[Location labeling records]
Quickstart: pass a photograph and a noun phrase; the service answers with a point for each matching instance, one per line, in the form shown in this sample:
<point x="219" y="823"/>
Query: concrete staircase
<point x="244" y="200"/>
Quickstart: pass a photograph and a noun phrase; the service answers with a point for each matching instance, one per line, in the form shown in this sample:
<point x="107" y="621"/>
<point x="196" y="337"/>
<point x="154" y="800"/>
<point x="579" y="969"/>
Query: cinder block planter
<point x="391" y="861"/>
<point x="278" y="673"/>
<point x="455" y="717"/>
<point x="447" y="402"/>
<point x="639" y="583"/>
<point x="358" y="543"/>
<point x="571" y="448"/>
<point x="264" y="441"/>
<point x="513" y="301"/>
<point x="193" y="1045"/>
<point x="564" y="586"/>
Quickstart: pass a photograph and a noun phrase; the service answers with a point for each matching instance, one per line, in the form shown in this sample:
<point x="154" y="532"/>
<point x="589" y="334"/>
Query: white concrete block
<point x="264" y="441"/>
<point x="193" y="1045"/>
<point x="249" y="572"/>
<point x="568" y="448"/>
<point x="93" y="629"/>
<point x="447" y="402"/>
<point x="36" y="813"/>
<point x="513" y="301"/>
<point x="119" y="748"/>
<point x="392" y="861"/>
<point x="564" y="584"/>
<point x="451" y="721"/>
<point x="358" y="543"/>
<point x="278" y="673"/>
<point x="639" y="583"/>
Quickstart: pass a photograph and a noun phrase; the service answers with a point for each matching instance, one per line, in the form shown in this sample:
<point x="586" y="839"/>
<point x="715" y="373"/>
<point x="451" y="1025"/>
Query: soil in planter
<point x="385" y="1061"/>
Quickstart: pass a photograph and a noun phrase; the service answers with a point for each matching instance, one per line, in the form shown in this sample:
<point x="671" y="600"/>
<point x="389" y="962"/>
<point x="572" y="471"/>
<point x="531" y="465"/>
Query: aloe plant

What the exercise asks.
Return every one of the lines above, word for word.

Solution to the exercise.
Quickstart: pass a photograph and a noun phrase; the service answers with a point for each matching instance, one per line, in the form shown in this sample:
<point x="219" y="823"/>
Query: concrete staircase
<point x="244" y="200"/>
Quickstart: pass a photograph and a noun phrase; the service answers with a point for each matching instance, one per line, in the form shown in this sample:
<point x="107" y="621"/>
<point x="196" y="337"/>
<point x="154" y="800"/>
<point x="579" y="969"/>
Query: cinder block planter
<point x="391" y="861"/>
<point x="278" y="673"/>
<point x="455" y="717"/>
<point x="447" y="402"/>
<point x="639" y="583"/>
<point x="358" y="543"/>
<point x="571" y="448"/>
<point x="264" y="441"/>
<point x="513" y="301"/>
<point x="193" y="1045"/>
<point x="564" y="586"/>
Quickstart: pass a photograph and a noun phrase; the service answers with a point for each matching instance, one per line, in the form shown in this sample:
<point x="154" y="532"/>
<point x="589" y="334"/>
Query: white concrete block
<point x="264" y="441"/>
<point x="193" y="1045"/>
<point x="249" y="572"/>
<point x="568" y="448"/>
<point x="93" y="629"/>
<point x="447" y="402"/>
<point x="36" y="813"/>
<point x="513" y="301"/>
<point x="119" y="748"/>
<point x="392" y="861"/>
<point x="564" y="584"/>
<point x="451" y="721"/>
<point x="358" y="543"/>
<point x="278" y="673"/>
<point x="639" y="583"/>
Quickstart: pass a photograph and a noun phrase; the service answers with a point for each matching instance, one per line, in the form shown in this sample:
<point x="586" y="839"/>
<point x="715" y="373"/>
<point x="451" y="1025"/>
Query: soil in planter
<point x="385" y="1061"/>
Quickstart: pass a photograph and a noun phrase; the service answers with a point for each matching instance, one per line, in the form shown in this sample:
<point x="671" y="600"/>
<point x="389" y="962"/>
<point x="572" y="471"/>
<point x="531" y="465"/>
Query: aloe plant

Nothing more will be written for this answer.